The exercise » Please extract every row below that contains the word "girl" and copy each one in full. Case counts when matching.

— START OF Raw data —

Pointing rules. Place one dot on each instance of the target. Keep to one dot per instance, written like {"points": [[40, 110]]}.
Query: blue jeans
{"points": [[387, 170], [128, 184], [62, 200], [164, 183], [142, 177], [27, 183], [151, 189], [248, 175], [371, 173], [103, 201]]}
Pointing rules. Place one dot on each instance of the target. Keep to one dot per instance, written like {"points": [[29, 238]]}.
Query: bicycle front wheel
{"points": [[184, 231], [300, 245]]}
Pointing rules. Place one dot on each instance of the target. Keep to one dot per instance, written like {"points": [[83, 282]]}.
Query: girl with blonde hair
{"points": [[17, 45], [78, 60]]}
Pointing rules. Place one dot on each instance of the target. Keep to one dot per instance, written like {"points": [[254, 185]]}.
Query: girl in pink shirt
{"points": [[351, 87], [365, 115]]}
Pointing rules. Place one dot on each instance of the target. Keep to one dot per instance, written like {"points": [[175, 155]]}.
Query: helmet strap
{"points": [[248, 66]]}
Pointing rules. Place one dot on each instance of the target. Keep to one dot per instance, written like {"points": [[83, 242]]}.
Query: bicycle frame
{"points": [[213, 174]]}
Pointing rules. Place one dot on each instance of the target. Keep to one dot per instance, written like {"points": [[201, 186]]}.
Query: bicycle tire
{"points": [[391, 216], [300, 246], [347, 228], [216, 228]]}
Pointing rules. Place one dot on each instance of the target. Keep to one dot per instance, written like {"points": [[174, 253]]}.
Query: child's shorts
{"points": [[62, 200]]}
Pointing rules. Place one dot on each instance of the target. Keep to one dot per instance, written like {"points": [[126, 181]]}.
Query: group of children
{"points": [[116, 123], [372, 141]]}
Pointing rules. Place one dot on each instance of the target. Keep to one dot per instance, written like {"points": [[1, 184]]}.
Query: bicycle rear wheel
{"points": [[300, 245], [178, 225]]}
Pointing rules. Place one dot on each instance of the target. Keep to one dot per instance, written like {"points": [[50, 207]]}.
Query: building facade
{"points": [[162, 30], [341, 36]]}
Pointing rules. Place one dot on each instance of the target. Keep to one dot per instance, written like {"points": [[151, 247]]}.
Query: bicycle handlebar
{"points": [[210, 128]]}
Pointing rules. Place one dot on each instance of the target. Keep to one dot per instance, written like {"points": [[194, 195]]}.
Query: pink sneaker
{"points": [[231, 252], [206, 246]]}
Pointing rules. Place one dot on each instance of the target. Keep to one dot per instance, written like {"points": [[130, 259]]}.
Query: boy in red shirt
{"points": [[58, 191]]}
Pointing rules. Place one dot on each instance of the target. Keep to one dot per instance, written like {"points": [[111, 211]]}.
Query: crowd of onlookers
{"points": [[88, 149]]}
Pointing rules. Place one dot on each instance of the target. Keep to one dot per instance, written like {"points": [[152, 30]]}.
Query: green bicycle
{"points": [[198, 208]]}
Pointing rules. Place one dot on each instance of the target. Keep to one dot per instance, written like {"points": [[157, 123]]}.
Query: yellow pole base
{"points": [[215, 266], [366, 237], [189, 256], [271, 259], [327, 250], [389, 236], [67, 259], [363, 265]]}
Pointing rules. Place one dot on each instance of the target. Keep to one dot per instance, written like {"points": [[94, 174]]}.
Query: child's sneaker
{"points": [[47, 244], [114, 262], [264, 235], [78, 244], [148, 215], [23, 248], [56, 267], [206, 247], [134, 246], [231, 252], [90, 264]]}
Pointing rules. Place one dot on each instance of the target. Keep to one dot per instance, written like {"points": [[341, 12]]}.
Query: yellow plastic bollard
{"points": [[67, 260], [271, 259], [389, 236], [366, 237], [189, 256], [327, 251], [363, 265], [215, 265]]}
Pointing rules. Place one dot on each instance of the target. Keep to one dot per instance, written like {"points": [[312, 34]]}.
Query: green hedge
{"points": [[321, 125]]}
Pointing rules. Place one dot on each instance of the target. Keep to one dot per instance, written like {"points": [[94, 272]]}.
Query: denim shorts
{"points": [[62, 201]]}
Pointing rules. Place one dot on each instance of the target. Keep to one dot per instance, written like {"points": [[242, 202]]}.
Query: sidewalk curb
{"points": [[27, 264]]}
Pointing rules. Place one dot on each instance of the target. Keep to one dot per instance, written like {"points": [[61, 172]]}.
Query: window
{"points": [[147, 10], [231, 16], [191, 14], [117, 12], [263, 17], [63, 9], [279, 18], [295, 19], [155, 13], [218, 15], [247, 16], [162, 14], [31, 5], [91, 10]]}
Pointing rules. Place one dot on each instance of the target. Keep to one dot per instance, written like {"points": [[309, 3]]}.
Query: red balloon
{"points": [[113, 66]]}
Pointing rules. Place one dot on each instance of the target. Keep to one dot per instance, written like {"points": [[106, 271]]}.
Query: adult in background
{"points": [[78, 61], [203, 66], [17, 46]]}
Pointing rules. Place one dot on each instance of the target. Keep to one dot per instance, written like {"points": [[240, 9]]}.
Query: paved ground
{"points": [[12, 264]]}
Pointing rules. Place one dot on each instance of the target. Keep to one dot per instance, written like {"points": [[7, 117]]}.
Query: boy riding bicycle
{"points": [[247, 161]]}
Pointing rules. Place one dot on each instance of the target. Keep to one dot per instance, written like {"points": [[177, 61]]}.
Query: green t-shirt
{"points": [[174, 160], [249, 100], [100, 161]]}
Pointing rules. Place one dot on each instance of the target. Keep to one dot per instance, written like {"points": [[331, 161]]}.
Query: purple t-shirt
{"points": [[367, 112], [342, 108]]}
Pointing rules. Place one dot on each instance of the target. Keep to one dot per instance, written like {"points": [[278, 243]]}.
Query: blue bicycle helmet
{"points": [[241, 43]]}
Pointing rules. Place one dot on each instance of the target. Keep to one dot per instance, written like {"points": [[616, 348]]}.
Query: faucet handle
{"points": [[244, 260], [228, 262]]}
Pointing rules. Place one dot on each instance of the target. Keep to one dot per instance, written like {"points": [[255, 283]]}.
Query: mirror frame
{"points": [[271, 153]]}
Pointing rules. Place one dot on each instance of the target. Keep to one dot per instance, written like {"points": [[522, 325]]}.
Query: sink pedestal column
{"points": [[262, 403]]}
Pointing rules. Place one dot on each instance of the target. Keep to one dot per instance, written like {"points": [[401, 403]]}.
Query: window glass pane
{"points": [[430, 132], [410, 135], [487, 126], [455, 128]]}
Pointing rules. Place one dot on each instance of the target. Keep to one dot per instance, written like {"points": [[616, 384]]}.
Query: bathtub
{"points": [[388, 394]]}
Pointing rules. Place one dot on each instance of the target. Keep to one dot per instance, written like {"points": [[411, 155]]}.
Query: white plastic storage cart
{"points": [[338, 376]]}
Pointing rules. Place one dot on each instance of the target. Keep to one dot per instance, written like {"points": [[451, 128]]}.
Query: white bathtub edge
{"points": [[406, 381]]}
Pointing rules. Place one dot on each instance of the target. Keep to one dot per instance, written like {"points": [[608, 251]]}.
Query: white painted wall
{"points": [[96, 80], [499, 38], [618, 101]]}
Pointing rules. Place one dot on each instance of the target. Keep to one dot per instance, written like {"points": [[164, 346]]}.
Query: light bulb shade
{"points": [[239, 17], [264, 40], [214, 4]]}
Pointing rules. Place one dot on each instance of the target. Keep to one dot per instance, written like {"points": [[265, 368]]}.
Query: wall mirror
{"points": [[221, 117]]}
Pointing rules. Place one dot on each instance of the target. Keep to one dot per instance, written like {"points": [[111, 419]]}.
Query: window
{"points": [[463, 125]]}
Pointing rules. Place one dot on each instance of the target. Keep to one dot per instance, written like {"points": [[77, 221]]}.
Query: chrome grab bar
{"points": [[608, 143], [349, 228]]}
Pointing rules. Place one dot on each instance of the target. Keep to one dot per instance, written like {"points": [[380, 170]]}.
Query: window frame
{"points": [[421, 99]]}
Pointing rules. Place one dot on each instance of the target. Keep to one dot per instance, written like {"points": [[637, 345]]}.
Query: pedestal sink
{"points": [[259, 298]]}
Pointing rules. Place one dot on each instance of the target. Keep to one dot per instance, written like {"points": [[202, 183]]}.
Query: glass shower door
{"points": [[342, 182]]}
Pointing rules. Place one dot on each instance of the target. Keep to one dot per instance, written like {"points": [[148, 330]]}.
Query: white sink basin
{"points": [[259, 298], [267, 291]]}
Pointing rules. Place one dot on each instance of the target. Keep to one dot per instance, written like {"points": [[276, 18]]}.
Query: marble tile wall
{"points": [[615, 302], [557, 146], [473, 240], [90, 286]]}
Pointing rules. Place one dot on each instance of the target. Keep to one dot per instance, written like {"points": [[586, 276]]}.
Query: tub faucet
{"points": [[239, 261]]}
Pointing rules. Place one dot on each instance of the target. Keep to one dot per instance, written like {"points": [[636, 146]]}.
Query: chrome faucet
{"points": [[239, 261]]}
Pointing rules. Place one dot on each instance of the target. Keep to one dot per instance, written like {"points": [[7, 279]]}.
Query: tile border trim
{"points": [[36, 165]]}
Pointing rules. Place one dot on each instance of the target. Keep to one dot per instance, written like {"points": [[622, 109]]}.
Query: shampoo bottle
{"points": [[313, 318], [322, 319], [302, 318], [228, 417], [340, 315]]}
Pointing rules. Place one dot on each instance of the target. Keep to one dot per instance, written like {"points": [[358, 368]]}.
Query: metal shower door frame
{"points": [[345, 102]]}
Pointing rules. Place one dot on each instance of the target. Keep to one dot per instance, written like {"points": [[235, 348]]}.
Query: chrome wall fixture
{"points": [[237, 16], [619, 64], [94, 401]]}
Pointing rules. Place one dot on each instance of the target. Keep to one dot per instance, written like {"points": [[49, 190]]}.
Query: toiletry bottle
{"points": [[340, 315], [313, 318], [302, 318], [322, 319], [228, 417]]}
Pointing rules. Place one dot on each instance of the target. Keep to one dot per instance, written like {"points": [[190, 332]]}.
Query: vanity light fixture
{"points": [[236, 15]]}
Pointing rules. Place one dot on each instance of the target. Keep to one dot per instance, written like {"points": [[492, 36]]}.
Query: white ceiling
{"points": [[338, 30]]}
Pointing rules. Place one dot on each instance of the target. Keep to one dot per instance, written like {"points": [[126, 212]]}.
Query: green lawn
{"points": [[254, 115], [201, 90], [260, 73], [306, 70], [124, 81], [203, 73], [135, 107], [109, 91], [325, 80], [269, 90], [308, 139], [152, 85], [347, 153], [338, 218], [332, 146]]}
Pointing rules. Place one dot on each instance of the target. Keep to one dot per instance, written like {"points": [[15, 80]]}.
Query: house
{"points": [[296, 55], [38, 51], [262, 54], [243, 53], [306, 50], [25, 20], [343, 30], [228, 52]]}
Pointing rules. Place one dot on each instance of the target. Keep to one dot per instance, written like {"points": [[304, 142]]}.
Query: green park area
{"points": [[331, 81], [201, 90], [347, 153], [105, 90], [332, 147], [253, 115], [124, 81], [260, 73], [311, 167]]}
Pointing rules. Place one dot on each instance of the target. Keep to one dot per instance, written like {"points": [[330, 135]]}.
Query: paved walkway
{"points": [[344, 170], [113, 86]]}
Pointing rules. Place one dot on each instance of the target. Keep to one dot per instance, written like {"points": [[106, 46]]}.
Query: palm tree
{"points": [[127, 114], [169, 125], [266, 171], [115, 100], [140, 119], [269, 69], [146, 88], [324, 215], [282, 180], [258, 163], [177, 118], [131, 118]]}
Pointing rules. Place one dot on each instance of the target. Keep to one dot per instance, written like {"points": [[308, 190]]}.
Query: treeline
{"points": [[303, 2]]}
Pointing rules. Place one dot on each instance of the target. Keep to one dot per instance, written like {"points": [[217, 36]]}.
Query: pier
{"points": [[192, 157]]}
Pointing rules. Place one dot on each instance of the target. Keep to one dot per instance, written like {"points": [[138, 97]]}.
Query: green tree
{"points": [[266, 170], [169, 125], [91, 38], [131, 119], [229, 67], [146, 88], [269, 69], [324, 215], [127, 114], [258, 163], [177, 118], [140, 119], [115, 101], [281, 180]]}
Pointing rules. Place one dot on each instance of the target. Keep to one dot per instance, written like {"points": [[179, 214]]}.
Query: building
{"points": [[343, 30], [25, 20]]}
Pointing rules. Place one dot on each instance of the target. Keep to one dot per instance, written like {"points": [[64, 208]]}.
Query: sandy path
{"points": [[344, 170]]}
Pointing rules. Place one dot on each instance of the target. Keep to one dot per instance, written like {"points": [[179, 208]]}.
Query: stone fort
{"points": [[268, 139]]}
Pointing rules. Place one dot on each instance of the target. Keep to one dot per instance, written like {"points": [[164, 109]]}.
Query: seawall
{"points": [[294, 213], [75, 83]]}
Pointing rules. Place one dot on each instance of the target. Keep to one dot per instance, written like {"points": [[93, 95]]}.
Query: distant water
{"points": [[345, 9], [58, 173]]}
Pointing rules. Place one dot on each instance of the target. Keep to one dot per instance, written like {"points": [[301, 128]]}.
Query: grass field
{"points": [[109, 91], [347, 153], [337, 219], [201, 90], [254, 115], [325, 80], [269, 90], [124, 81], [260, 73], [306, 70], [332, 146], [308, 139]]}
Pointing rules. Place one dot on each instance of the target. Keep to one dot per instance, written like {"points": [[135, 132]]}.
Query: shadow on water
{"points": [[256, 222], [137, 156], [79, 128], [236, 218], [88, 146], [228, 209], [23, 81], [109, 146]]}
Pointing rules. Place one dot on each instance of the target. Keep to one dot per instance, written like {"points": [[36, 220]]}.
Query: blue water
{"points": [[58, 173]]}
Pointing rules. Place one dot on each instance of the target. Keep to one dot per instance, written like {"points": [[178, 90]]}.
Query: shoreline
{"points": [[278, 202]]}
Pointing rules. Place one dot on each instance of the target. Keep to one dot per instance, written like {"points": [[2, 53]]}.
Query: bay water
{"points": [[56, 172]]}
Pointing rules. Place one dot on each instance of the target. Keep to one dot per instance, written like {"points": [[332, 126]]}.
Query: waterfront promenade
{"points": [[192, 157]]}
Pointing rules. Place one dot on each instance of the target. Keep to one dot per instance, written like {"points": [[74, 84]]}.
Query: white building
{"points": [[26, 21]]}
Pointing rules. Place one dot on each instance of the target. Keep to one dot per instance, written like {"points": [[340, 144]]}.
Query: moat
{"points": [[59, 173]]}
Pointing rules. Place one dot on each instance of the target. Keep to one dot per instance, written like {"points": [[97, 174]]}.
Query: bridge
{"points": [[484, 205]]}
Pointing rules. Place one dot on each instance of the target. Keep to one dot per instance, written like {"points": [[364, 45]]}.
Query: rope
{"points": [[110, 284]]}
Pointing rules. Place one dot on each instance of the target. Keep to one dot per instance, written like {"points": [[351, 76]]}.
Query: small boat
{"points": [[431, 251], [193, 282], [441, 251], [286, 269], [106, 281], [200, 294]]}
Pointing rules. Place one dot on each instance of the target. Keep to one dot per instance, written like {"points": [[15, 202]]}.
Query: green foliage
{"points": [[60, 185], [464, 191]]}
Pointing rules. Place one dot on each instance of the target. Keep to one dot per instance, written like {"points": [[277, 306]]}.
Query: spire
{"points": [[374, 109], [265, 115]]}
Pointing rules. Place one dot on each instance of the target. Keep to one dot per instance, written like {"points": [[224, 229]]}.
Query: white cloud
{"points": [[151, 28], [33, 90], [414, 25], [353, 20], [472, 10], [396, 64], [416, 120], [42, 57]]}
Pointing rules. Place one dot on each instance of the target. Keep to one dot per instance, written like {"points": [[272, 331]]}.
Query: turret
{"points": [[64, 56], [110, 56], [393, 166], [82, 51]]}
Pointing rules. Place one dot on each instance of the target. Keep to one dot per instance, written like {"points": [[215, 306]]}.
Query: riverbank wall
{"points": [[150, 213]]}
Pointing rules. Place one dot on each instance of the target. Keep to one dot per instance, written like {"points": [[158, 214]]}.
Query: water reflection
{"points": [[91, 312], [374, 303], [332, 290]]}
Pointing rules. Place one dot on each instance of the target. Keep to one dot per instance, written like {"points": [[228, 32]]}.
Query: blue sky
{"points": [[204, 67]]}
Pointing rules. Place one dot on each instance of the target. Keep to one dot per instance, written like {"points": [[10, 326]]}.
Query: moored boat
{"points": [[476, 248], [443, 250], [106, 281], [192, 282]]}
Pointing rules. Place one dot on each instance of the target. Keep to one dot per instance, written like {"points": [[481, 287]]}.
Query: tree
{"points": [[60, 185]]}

— END OF Raw data —

Exercise output »
Query: girl with blonde hair
Query: girl in pink shirt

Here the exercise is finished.